● WHAT IS ASKED:
Arrange the material as a Markdown table with the columns Row and Line, from its first line up to and including the line with "x=453, y=221". Give each line its row number, and leave out blank lines.

[Pointing dataset excerpts]
◆ ◆ ◆ ◆ ◆

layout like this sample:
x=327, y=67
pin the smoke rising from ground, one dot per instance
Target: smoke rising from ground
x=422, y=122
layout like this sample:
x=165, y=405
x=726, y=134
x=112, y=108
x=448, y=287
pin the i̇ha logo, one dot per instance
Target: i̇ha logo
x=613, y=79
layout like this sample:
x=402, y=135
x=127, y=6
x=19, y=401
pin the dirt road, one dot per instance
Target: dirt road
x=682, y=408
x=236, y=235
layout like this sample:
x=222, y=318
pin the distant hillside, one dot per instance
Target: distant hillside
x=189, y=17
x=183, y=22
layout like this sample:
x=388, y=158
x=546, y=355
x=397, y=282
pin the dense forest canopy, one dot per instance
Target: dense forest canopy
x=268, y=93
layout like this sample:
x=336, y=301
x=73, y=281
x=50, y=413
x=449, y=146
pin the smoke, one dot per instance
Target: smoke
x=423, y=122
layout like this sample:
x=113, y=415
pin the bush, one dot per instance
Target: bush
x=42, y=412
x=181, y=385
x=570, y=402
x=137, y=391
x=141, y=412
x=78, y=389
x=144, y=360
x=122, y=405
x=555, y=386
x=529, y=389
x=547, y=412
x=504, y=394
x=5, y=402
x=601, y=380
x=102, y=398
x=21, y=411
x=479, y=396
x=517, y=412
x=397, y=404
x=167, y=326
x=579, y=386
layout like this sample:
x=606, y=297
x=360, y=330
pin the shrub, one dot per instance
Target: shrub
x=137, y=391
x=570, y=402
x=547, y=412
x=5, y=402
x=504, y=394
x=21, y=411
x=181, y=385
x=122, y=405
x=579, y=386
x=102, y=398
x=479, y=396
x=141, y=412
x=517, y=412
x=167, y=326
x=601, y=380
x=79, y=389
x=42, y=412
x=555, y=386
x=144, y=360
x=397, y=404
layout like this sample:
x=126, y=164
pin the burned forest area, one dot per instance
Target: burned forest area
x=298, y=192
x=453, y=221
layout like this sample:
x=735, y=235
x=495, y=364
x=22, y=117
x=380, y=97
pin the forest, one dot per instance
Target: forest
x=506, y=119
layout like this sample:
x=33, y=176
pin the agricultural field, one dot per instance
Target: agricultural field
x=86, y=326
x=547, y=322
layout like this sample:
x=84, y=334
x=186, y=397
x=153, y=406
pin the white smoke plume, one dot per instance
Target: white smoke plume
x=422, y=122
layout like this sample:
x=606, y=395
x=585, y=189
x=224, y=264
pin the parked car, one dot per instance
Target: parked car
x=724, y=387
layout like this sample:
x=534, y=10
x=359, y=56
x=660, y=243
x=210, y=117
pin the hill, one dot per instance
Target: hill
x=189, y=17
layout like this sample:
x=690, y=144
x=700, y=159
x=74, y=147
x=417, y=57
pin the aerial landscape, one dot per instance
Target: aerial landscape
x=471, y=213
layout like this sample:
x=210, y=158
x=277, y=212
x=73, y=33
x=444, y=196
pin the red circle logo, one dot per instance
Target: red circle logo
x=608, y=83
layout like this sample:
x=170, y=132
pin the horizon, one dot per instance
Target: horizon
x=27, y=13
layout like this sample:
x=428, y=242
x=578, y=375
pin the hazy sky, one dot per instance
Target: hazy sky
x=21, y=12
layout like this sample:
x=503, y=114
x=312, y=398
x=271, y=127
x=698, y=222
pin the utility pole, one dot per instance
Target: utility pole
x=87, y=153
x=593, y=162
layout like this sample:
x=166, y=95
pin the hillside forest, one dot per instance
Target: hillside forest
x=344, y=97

◆ ◆ ◆ ◆ ◆

● OUTPUT BELOW:
| Row | Line |
|---|---|
| 1 | layout like this sample: |
| 2 | x=327, y=67 |
| 3 | pin the smoke rising from ground, one dot per instance |
| 4 | Target: smoke rising from ground |
| 5 | x=422, y=122 |
| 6 | layout like this sample: |
| 7 | x=165, y=405 |
| 8 | x=726, y=134 |
| 9 | x=112, y=108 |
| 10 | x=448, y=287 |
| 11 | pin the i̇ha logo, one dot per instance |
| 12 | Target: i̇ha logo |
| 13 | x=613, y=79 |
| 14 | layout like this sample: |
| 15 | x=402, y=135 |
| 16 | x=127, y=6 |
| 17 | x=19, y=401 |
| 18 | pin the dirt road, one dot per instance |
| 19 | Target: dirt road |
| 20 | x=682, y=408 |
| 21 | x=236, y=235 |
| 22 | layout like this sample: |
| 23 | x=222, y=318 |
| 24 | pin the distant hillside, one dot per instance |
| 25 | Target: distant hillside |
| 26 | x=189, y=17 |
| 27 | x=183, y=22 |
| 28 | layout like this sample: |
| 29 | x=388, y=158 |
| 30 | x=546, y=355 |
| 31 | x=397, y=282 |
| 32 | pin the dense forest canopy, one dot per instance |
| 33 | Target: dense forest canopy |
| 34 | x=268, y=93 |
| 35 | layout like this sample: |
| 36 | x=336, y=301 |
| 37 | x=73, y=281 |
| 38 | x=50, y=413 |
| 39 | x=449, y=146 |
| 40 | pin the smoke, one dot per instance |
| 41 | Target: smoke |
| 42 | x=423, y=122 |
| 43 | layout like this sample: |
| 44 | x=113, y=415 |
| 45 | pin the bush, one dot per instance |
| 46 | Target: bush |
| 47 | x=42, y=412 |
| 48 | x=181, y=385 |
| 49 | x=570, y=402 |
| 50 | x=137, y=391 |
| 51 | x=141, y=412 |
| 52 | x=78, y=389 |
| 53 | x=144, y=360 |
| 54 | x=122, y=405 |
| 55 | x=555, y=386 |
| 56 | x=529, y=389 |
| 57 | x=547, y=412 |
| 58 | x=504, y=394 |
| 59 | x=5, y=402 |
| 60 | x=601, y=380 |
| 61 | x=102, y=398 |
| 62 | x=21, y=411 |
| 63 | x=479, y=396 |
| 64 | x=517, y=412 |
| 65 | x=397, y=404 |
| 66 | x=167, y=326 |
| 67 | x=579, y=386 |
| 68 | layout like this sample: |
| 69 | x=606, y=297 |
| 70 | x=360, y=330 |
| 71 | pin the shrub, one dot per instance |
| 72 | Target: shrub |
| 73 | x=137, y=391 |
| 74 | x=570, y=402 |
| 75 | x=547, y=412 |
| 76 | x=5, y=402 |
| 77 | x=504, y=394 |
| 78 | x=21, y=411 |
| 79 | x=181, y=385 |
| 80 | x=122, y=405 |
| 81 | x=579, y=386 |
| 82 | x=102, y=398 |
| 83 | x=479, y=396 |
| 84 | x=141, y=412 |
| 85 | x=517, y=412 |
| 86 | x=167, y=326 |
| 87 | x=601, y=380 |
| 88 | x=79, y=389 |
| 89 | x=42, y=412 |
| 90 | x=555, y=386 |
| 91 | x=144, y=360 |
| 92 | x=397, y=404 |
| 93 | layout like this sample: |
| 94 | x=126, y=164 |
| 95 | pin the burned forest area, one dot per instance |
| 96 | Target: burned forest area |
| 97 | x=298, y=192 |
| 98 | x=453, y=221 |